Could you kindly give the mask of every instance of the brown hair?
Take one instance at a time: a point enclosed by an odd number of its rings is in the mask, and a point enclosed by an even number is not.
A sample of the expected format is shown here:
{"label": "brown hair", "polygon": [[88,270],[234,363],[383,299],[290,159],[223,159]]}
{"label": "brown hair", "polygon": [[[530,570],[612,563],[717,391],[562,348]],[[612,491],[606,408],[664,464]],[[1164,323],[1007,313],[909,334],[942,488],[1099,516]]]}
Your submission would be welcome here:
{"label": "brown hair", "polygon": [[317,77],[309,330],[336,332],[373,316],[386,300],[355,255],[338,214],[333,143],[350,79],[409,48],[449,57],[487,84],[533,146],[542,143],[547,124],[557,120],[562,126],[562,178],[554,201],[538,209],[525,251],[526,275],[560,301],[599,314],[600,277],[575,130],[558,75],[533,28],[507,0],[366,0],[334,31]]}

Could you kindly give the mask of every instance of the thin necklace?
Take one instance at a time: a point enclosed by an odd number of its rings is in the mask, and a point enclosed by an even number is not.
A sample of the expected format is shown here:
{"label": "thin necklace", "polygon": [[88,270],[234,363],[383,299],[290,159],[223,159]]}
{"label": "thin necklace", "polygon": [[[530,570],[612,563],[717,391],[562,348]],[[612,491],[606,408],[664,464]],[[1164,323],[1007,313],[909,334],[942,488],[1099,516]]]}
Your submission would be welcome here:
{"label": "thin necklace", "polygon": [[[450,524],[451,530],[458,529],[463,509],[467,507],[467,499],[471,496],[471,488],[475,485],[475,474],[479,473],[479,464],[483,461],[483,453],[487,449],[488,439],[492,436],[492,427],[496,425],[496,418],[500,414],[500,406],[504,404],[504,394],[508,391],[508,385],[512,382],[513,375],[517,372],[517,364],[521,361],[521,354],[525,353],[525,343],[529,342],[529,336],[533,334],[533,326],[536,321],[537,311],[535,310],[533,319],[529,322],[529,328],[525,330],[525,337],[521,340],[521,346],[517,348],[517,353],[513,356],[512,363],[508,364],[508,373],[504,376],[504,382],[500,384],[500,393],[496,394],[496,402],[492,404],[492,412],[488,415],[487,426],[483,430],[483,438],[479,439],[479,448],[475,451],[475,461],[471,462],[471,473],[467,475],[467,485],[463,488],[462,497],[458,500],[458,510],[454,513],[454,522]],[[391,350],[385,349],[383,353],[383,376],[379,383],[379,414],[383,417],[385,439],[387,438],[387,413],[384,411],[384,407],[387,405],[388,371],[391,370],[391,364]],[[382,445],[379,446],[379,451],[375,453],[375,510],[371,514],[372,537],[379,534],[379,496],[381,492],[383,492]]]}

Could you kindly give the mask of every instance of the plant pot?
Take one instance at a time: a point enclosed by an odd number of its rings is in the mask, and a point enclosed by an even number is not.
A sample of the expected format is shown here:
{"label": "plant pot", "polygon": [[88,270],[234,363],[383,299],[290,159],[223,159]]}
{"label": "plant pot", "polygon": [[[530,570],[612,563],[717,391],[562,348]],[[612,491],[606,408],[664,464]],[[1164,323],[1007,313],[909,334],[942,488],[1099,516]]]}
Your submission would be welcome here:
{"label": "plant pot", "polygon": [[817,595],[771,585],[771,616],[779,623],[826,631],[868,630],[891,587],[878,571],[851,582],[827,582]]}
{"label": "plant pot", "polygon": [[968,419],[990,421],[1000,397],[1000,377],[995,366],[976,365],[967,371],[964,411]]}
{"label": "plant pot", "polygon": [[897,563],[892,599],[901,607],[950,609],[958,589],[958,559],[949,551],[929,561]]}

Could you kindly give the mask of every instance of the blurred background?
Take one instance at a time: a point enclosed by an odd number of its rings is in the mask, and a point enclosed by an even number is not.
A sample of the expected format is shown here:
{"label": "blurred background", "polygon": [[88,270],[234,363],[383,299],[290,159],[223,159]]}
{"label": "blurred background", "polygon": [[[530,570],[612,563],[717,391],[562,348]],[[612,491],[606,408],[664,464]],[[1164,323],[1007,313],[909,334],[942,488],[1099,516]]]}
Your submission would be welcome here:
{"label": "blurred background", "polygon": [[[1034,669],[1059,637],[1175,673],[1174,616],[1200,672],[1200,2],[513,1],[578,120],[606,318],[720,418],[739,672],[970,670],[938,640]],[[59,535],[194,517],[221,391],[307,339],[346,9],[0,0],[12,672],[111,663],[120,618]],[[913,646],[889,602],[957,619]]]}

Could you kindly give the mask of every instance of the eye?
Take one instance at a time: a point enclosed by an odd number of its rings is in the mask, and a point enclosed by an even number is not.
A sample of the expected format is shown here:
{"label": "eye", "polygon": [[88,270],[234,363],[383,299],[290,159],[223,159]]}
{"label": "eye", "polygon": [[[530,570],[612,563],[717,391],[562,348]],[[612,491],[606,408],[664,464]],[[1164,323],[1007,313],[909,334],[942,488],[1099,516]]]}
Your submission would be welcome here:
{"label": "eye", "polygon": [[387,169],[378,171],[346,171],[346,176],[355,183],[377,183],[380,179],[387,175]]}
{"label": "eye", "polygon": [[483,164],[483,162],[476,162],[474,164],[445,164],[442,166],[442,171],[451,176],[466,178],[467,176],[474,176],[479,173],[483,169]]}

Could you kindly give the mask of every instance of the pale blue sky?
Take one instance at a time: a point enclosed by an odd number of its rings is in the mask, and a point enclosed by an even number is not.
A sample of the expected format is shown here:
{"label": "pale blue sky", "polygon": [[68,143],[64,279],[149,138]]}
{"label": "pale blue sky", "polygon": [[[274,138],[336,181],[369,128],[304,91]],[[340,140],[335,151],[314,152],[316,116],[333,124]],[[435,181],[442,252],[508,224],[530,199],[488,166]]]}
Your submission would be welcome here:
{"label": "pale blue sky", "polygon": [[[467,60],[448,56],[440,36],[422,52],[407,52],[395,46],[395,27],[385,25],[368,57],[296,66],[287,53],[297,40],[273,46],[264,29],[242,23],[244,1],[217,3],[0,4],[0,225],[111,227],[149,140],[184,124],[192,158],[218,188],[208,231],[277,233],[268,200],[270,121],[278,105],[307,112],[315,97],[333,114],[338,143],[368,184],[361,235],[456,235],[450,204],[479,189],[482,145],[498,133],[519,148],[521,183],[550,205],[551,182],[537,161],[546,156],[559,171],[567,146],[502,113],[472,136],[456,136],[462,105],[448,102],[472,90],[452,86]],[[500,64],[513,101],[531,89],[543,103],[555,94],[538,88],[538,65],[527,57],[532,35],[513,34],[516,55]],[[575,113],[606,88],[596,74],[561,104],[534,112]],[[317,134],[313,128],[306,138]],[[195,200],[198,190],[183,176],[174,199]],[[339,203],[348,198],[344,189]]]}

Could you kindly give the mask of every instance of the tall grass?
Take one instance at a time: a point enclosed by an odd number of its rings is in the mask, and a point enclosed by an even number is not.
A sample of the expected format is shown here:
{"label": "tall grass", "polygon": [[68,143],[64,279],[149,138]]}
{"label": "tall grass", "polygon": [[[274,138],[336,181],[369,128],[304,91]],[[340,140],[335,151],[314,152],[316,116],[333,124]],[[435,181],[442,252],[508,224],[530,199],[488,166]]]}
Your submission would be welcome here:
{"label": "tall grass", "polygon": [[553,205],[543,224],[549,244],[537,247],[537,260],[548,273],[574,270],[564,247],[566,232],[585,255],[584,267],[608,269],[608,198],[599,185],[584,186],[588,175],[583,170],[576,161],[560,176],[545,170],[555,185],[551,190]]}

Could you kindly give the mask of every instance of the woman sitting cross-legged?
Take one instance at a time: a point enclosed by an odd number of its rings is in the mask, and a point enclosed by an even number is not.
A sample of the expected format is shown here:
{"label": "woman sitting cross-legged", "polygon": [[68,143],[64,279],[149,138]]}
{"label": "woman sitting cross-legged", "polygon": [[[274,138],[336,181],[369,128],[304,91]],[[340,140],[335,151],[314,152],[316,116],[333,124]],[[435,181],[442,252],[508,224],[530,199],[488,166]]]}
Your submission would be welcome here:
━━━━━━━━━━━━━━━━
Exercise objective —
Would you please return every line in the listing where "sitting" shows up?

Reply to the task —
Could you kindly give the mask of every instance of the woman sitting cross-legged?
{"label": "woman sitting cross-legged", "polygon": [[68,143],[64,279],[149,138]]}
{"label": "woman sitting cross-legged", "polygon": [[[274,138],[336,181],[369,128],[304,91]],[[340,140],[335,151],[314,152],[316,116],[333,124]],[[435,181],[442,252],[508,224],[530,199],[488,166]]]}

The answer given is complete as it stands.